## Start Passage

Culture Dose | How to Save Our Planet | Fashionscapes

READ: How to Save Our Planet | The Facts by Professor Mark Maslin

How To Save Our Planet by Professor Mark Maslin

 

University College London Professor of Earth System Science Mark Maslin (UCL Geography) aims to arm everyone ‘from the pub to Parliament’ with facts from his new book on climate change so that we can act together to save the planet.

From the publisher:

How can we save our planet and survive the 21st century? How can you argue with deniers? How can we create positive change in the midst of the climate crisis?

Professor Mark Maslin has the key facts that we need to protect our future.
Global awareness of climate change is growing rapidly. Science has proven that our planet and species are facing a massive environmental crisis. How to Save Our Planet is a call to action, guaranteed to equip everyone with the knowledge needed to make change.
Be under no illusion the challenges of the twenty-first century are immense. We need to deal with: climate change, environmental destruction, global poverty and ensure everyone’s security.

## End Passage
## Start Listed entries

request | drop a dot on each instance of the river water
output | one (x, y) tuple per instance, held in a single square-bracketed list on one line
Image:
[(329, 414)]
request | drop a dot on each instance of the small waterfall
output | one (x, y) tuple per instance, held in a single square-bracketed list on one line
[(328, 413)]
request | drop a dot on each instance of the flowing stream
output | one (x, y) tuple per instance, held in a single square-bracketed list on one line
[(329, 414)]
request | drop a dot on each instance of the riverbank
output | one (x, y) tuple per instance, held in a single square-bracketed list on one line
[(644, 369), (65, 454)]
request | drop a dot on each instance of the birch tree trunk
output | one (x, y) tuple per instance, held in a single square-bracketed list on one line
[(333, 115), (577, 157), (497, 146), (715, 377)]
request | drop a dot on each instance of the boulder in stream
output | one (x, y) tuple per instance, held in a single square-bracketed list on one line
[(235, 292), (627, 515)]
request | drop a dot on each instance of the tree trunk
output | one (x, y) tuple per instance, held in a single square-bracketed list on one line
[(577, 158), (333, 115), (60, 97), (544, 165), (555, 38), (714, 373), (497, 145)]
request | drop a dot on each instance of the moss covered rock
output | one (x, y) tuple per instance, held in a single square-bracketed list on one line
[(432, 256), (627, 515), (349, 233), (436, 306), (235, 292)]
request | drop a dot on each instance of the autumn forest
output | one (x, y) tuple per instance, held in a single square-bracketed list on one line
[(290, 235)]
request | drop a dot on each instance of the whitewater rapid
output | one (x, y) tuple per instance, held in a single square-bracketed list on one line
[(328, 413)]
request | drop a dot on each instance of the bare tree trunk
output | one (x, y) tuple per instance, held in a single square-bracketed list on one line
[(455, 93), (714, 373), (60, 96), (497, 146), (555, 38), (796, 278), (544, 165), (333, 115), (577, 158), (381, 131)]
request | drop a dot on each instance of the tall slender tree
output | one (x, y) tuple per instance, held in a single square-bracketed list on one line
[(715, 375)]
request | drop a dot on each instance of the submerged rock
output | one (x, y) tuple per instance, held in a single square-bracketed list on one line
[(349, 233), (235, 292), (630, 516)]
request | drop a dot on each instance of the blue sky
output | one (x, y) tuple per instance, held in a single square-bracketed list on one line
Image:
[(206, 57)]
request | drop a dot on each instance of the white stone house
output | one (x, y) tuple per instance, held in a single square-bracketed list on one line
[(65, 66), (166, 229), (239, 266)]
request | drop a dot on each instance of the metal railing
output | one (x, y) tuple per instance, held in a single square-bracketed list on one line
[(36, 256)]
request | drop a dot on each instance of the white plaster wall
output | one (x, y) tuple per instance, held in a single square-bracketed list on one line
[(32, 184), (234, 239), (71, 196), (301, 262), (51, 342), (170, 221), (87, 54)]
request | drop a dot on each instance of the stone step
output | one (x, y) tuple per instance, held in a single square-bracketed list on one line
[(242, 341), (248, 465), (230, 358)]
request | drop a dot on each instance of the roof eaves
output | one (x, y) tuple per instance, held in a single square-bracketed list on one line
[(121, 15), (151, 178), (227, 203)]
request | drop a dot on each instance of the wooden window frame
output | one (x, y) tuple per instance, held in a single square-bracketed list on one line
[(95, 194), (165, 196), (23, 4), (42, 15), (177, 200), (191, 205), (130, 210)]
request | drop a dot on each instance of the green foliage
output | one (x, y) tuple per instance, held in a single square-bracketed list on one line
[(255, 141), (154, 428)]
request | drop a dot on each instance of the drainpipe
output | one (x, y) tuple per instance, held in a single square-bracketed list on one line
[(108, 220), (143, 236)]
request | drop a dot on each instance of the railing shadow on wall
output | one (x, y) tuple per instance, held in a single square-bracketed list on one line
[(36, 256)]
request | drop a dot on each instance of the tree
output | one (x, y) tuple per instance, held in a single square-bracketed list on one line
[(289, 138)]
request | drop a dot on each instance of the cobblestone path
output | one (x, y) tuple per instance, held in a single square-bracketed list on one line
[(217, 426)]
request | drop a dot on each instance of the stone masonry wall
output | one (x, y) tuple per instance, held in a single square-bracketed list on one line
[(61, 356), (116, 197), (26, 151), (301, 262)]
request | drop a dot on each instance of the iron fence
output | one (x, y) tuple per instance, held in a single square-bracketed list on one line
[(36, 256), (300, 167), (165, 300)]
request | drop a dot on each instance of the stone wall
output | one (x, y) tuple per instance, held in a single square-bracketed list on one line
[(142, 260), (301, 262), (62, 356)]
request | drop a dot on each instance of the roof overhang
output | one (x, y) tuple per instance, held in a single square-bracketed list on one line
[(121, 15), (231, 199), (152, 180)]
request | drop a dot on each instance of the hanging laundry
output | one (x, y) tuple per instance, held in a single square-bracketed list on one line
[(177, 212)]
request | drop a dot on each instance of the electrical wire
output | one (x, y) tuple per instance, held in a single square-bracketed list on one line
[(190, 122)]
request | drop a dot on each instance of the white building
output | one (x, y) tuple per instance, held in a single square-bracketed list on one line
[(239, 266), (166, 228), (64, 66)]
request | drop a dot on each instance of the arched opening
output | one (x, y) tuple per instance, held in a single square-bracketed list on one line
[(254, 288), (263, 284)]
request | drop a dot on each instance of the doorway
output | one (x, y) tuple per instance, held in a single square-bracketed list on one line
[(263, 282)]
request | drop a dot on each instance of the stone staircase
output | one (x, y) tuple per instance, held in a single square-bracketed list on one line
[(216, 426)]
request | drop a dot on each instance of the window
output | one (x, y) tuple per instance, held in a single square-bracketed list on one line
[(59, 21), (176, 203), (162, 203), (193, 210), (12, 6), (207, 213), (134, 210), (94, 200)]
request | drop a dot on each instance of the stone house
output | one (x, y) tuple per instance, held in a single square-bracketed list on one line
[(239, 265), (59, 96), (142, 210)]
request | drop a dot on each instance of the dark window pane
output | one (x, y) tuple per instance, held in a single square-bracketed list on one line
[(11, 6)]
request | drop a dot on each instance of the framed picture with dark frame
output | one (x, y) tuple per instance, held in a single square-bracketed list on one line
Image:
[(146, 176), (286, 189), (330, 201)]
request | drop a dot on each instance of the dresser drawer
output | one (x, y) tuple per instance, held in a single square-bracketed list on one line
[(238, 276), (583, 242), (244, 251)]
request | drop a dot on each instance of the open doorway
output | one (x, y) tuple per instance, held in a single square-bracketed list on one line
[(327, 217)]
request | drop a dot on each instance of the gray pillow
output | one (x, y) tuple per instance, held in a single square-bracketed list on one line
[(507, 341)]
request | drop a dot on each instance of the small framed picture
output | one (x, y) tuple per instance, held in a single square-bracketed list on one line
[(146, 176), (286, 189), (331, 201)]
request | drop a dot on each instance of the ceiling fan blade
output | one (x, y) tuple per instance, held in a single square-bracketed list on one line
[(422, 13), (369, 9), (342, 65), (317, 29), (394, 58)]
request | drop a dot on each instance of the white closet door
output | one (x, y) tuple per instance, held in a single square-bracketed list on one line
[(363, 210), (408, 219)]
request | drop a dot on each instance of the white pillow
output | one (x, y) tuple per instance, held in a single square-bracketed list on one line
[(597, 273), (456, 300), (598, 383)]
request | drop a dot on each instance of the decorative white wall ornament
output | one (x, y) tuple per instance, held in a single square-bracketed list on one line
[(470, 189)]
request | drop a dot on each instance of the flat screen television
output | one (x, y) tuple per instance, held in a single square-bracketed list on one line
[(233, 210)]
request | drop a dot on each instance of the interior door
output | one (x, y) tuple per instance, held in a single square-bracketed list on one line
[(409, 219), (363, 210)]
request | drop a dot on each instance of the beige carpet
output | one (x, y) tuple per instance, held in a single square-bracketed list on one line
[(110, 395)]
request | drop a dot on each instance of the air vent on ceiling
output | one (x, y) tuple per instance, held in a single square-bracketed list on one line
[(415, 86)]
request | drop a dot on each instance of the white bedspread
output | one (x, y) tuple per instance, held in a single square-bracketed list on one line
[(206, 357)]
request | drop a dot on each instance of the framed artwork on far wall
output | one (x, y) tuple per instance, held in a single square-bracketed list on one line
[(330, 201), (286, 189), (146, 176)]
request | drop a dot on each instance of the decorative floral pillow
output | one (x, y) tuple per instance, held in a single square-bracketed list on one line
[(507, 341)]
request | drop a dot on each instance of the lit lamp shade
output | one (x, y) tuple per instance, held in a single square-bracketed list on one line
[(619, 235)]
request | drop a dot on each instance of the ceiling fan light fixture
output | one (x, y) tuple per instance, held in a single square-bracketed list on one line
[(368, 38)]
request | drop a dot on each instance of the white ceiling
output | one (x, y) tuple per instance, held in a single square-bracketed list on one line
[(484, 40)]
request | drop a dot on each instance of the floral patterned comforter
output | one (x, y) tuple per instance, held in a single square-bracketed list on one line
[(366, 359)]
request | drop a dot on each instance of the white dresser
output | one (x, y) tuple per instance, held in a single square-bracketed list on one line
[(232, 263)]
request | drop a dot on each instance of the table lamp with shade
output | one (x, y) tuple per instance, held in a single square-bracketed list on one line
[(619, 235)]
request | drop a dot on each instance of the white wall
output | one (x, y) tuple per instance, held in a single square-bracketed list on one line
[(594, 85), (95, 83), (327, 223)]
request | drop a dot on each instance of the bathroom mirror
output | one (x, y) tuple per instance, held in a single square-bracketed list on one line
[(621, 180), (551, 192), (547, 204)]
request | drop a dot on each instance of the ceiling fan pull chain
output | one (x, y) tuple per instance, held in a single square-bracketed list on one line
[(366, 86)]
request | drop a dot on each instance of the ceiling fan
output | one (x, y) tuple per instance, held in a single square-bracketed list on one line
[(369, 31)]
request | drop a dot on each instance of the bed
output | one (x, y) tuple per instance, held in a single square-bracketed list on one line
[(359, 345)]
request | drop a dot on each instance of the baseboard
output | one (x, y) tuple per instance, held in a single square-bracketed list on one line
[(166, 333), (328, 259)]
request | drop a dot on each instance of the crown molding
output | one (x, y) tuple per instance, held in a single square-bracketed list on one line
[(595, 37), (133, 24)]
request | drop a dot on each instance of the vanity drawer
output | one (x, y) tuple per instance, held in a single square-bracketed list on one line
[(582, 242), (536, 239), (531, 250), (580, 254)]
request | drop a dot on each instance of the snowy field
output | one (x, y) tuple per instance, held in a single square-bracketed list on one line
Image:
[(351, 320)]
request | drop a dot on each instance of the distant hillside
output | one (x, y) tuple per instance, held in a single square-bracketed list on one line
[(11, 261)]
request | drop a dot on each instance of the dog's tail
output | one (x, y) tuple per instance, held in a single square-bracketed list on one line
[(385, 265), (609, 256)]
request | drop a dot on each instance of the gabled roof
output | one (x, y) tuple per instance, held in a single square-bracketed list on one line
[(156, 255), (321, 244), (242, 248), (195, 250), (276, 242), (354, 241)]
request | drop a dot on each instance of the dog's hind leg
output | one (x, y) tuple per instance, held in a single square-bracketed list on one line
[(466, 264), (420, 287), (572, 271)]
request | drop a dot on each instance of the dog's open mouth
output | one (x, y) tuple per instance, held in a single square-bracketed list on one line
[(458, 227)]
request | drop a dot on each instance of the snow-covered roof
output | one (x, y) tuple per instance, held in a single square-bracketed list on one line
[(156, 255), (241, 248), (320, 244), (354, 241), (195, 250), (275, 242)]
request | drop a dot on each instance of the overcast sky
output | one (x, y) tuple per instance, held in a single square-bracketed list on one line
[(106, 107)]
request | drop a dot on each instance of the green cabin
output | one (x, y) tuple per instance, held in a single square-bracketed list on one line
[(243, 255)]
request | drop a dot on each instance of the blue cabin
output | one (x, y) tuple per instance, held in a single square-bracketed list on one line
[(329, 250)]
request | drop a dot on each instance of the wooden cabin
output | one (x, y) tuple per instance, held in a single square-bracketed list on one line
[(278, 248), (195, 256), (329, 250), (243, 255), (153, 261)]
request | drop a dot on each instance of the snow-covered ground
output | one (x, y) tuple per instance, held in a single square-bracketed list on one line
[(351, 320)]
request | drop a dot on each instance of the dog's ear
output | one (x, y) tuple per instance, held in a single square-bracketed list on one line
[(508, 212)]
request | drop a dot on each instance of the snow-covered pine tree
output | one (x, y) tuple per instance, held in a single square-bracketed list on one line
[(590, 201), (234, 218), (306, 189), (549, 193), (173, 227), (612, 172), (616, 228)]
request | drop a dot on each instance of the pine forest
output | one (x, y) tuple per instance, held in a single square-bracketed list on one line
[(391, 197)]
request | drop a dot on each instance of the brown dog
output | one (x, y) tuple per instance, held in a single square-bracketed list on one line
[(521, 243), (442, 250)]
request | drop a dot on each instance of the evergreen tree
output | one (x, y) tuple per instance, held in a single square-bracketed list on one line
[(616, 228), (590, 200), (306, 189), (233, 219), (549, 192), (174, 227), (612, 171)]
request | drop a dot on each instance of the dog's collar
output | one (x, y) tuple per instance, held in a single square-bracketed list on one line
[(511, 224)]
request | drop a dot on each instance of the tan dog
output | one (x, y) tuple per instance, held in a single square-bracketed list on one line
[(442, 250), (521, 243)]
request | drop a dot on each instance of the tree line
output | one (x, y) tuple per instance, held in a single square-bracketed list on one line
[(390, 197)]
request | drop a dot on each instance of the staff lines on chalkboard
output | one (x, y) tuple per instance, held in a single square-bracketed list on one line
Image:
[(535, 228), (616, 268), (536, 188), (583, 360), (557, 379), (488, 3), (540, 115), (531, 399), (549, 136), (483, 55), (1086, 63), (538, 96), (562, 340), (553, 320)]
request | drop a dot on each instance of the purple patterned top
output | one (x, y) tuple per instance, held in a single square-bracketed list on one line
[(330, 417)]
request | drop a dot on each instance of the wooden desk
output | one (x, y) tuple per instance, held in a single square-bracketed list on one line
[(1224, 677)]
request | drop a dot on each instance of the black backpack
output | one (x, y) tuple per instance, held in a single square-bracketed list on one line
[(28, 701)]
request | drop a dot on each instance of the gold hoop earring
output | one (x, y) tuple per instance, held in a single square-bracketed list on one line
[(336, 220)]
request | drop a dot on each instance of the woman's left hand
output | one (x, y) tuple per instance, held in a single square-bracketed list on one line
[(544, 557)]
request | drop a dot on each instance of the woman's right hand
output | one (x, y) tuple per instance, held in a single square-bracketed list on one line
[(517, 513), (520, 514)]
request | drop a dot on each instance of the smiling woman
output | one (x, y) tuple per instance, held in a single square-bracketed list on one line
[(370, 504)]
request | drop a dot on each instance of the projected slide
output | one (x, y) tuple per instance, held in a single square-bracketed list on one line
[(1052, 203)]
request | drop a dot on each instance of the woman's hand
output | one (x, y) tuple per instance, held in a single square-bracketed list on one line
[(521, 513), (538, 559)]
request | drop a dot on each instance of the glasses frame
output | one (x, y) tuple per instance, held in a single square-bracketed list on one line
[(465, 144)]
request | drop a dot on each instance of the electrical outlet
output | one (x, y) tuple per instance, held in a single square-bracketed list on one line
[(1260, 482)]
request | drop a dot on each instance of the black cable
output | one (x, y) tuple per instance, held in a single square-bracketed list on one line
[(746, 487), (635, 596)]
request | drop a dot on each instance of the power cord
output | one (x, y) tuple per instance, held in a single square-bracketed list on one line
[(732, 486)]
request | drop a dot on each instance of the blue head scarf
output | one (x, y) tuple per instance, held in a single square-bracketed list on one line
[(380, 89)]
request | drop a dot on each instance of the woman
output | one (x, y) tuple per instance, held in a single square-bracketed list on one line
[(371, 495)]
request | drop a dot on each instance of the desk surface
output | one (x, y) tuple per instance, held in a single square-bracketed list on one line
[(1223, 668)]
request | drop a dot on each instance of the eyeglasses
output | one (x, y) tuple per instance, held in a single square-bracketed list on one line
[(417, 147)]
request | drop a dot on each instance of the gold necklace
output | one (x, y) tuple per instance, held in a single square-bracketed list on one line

## End Listed entries

Directives =
(a) Can you copy out the entries starting at the line containing "request | drop a dot on each instance of the eyeglasses" and ending at the line containing "[(417, 147)]"?
(b) How would the passage on saving our planet go on from its final sentence?
The passage on saving our planet and the entries have no connection to each other.

Results by task =
(a)
request | drop a dot on each instance of the eyeglasses
output | one (x, y) tuple per instance, held in a single square-bracketed list on one line
[(417, 147)]

(b)
–We have the technology.
–We have the resources.
–We have the money.
–We have the scientists, the entrepreneurs and the innovators.
We lack the politics and policies to make your vision of a better world happen.
So we need a plan to save our planet…
How to Save Our Planet is your handbook of how we together can save our precious planet. From the history of our planet and species, to the potential of individuals and our power to create a better future, Maslin inspires optimism in these bleak times.

We stand at the precipice. The future of our planet is in our hands.

It’s time to face the facts and save our planet from, and for, ourselves.

Get it here or at your local library!

 

WATCH: Fashionscapes – A Circular Economy

 

A new film by acclaimed director Andrew Morgan and Livia Firth challenges the fashion industry to address real circularity

The latest episode of Fashionscapes uncovers how fashion’s big chance to embrace circularity and escape a destructive take-make-and-waste model is being undermined by greenwash and oil, and why circular fashion is worth fighting for.

Andrew Morgan (award winning director of The True Cost) and Eco-Age founder and creative director Livia Firth, release Fashionscapes: A Circular Economy, the fifth in the investigative short documentary series available on Eco-Age TV and Fashionscapes.co.uk.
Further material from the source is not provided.